### TASK
Repeat exactly the lines from the line containing "Query: smaller dome" through the last line of the records below, inclusive, and nothing else.

★ ★ ★ ★

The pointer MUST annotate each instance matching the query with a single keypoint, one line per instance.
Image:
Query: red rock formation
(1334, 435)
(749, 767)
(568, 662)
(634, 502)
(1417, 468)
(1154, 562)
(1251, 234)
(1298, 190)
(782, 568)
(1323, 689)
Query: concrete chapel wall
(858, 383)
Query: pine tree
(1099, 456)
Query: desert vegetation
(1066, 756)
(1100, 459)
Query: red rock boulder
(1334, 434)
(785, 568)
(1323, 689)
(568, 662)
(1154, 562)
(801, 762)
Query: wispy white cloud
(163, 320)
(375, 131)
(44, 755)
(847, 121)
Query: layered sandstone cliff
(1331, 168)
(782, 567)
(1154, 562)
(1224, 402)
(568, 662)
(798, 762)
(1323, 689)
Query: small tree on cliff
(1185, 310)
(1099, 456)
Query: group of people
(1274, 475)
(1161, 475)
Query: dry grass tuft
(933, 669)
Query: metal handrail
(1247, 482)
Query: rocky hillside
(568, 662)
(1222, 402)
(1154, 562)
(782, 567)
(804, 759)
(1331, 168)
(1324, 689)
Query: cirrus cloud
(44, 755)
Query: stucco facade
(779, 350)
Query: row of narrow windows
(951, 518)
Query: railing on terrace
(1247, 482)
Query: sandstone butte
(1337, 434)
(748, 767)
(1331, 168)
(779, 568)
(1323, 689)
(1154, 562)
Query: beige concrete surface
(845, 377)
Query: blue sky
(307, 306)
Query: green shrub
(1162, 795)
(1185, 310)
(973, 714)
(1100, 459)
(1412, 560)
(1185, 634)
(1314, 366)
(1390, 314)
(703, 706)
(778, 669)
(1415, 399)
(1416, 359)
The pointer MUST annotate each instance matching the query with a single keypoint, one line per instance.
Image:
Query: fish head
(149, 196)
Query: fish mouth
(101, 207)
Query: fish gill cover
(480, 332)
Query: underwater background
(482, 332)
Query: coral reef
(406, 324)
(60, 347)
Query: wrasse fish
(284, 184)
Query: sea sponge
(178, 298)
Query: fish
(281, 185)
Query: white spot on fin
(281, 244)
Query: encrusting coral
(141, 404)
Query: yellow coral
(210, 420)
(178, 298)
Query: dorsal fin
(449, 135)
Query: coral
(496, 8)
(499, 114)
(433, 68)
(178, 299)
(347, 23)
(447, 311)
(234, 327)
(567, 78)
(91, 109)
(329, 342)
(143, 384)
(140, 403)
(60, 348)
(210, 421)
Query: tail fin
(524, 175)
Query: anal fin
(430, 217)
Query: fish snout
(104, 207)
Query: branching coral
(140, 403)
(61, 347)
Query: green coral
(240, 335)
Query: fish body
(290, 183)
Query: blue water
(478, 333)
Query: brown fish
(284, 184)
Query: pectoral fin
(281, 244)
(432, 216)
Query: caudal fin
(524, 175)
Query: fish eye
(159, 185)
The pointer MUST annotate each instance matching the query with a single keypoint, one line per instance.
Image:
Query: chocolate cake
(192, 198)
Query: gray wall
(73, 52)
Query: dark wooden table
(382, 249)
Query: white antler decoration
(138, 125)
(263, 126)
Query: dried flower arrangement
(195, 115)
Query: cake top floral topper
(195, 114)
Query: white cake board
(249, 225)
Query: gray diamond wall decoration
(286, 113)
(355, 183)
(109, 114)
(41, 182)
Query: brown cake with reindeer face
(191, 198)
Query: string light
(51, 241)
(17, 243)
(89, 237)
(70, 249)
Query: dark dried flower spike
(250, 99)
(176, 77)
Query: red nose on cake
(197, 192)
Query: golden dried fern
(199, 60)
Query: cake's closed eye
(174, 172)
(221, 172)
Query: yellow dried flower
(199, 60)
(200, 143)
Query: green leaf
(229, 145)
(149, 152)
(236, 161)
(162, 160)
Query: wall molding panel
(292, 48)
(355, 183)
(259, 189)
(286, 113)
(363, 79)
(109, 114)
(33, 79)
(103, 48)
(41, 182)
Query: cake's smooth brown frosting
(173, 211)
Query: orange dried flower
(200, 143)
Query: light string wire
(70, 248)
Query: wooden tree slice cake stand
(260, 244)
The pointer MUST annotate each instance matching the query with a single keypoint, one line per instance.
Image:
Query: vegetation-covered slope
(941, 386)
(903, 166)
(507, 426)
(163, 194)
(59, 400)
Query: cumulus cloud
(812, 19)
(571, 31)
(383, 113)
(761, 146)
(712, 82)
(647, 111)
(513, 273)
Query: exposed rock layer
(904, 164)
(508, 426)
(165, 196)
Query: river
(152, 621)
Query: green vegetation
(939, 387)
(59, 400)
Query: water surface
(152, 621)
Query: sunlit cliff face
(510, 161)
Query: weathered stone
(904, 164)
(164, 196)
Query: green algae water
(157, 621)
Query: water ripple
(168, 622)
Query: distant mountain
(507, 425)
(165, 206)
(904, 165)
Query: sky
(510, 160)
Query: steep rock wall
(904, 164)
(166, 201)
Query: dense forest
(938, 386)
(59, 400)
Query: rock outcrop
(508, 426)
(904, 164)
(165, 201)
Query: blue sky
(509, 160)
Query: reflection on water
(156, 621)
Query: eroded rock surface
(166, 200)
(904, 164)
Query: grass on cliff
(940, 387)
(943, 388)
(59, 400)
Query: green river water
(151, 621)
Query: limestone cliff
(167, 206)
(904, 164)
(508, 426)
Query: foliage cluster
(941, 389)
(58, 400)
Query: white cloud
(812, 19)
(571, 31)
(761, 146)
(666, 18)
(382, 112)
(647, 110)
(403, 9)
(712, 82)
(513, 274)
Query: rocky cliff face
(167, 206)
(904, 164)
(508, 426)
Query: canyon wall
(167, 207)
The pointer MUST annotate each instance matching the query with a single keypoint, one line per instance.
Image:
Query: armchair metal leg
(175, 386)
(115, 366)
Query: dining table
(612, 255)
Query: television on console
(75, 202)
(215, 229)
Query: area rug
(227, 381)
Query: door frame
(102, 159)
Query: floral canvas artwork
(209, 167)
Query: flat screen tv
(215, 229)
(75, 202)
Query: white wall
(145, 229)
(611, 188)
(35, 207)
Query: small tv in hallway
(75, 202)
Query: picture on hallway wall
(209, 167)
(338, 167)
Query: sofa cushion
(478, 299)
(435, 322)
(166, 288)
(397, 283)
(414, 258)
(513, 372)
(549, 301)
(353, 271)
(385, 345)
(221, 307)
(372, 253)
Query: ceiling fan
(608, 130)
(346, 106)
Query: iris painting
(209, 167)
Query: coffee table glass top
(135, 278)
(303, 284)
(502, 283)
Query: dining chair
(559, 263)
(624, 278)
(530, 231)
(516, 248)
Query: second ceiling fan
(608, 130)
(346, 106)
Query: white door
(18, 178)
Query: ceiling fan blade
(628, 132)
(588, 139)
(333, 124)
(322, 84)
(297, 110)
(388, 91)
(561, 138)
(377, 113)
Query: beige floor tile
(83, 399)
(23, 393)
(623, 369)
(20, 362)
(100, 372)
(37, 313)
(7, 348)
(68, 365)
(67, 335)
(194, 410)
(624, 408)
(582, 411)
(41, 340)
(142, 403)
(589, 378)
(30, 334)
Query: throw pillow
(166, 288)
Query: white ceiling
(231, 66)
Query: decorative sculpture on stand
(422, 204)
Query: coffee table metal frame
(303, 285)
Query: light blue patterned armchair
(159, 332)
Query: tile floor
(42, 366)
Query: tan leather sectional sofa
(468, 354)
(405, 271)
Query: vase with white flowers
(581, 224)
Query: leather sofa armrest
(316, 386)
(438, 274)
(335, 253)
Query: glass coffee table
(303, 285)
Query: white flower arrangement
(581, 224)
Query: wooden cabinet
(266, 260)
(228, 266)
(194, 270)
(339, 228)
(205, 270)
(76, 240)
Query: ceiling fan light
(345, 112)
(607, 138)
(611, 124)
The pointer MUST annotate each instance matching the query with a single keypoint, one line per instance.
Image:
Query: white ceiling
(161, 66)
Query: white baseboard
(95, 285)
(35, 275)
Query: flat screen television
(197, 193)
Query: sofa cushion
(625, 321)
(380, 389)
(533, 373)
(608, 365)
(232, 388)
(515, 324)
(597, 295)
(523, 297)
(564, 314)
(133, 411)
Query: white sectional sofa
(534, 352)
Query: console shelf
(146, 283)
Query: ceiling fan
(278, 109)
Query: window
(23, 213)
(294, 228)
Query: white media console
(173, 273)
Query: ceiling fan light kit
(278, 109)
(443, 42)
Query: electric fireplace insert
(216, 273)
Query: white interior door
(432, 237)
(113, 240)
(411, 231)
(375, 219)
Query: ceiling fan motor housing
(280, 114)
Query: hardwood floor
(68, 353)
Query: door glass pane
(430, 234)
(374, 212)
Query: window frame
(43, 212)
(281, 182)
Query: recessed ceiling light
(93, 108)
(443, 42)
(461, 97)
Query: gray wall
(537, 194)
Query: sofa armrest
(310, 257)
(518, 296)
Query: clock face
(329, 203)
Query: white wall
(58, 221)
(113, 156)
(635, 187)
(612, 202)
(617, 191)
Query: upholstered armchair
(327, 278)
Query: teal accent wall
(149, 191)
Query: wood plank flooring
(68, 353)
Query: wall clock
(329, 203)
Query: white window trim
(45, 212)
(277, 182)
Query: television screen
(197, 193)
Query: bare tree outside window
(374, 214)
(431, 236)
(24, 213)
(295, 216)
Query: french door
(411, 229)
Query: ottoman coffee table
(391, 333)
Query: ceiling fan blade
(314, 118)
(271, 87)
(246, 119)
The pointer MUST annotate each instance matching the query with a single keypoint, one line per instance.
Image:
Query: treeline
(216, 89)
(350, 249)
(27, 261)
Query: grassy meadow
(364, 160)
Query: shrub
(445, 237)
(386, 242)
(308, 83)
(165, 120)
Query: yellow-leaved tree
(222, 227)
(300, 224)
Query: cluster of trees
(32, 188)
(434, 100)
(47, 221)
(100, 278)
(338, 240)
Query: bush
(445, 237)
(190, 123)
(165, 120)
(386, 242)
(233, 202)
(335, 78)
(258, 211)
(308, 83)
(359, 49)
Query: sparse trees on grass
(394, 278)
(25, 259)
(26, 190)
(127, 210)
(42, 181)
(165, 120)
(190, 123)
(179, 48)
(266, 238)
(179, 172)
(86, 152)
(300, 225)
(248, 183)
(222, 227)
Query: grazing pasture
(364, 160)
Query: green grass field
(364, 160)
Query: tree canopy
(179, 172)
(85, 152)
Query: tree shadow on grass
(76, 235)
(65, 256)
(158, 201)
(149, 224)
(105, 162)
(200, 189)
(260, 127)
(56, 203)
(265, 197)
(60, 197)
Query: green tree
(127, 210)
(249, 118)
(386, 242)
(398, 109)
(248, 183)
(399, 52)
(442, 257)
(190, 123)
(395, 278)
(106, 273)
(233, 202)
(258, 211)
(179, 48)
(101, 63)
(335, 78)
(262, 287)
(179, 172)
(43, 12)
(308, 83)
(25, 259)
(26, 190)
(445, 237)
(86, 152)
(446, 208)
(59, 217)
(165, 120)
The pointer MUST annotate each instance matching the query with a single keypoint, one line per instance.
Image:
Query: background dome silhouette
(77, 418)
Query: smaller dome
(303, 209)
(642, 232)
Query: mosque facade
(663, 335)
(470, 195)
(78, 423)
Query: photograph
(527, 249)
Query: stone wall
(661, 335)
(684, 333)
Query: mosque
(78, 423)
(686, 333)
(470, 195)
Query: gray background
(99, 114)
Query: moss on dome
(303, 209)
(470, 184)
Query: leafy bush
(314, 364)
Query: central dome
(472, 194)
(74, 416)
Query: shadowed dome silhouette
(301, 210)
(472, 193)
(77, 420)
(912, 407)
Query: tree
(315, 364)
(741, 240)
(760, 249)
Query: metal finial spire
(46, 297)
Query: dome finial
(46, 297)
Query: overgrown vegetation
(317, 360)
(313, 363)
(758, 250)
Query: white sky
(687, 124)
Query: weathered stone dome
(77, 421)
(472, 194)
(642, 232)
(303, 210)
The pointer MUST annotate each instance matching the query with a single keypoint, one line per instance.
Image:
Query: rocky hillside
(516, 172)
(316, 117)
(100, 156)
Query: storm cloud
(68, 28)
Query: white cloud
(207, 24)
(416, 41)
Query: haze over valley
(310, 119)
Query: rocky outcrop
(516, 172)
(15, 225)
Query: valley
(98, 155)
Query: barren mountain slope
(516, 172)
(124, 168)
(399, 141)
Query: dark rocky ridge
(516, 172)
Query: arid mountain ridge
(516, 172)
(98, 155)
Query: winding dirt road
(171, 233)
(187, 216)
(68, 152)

★ ★ ★ ★

### TASK OUTPUT
Query: smaller dome
(303, 209)
(642, 232)
Query: mosque facade
(663, 335)
(470, 195)
(78, 423)
Query: photograph
(527, 249)
Query: stone wall
(661, 335)
(684, 333)
Query: mosque
(78, 423)
(686, 333)
(470, 195)
Query: gray background
(99, 114)
Query: moss on dome
(303, 209)
(470, 184)
Query: leafy bush
(314, 364)
Query: central dome
(472, 194)
(74, 416)
Query: shadowed dome silhouette
(301, 210)
(472, 193)
(77, 420)
(912, 407)
Query: tree
(315, 364)
(741, 240)
(760, 249)
Query: metal finial spire
(46, 297)
Query: dome finial
(46, 297)
Query: overgrown vegetation
(317, 360)
(313, 363)
(758, 250)
Query: white sky
(687, 124)
Query: weathered stone dome
(77, 421)
(472, 194)
(642, 232)
(303, 210)
The pointer MUST annotate each instance matching the query with a single keypoint, one line per instance.
Image:
Query: rocky hillside
(516, 172)
(316, 117)
(100, 156)
Query: storm cloud
(68, 28)
Query: white cloud
(207, 24)
(416, 41)
Query: haze over valley
(310, 119)
Query: rocky outcrop
(516, 172)
(15, 225)
Query: valley
(98, 155)
Query: barren mountain slope
(516, 172)
(124, 168)
(399, 141)
Query: dark rocky ridge
(516, 172)
Query: arid mountain ridge
(516, 172)
(98, 155)
Query: winding dirt road
(171, 233)
(187, 216)
(68, 152)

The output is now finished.